• [Material for this task]
::::

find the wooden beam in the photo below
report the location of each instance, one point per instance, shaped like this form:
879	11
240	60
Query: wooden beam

::::

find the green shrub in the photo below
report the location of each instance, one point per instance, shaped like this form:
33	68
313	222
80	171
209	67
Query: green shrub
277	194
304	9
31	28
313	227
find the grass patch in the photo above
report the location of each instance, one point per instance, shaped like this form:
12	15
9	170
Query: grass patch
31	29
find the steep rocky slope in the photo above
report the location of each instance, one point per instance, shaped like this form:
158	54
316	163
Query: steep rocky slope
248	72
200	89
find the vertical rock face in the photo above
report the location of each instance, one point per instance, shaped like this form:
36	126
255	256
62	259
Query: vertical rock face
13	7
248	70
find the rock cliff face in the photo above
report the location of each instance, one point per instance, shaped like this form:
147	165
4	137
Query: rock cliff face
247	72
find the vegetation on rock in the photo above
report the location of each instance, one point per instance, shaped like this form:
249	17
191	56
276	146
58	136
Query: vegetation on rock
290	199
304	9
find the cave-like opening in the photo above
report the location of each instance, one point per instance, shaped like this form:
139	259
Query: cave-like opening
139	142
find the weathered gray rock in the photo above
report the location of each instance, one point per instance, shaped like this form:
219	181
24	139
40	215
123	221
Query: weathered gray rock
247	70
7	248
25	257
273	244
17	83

::::

• [What this task involves]
Find and copy each line of the listing above that holds the word "wooden".

• [Exercise output]
find the wooden beam in the photo below
Query: wooden beam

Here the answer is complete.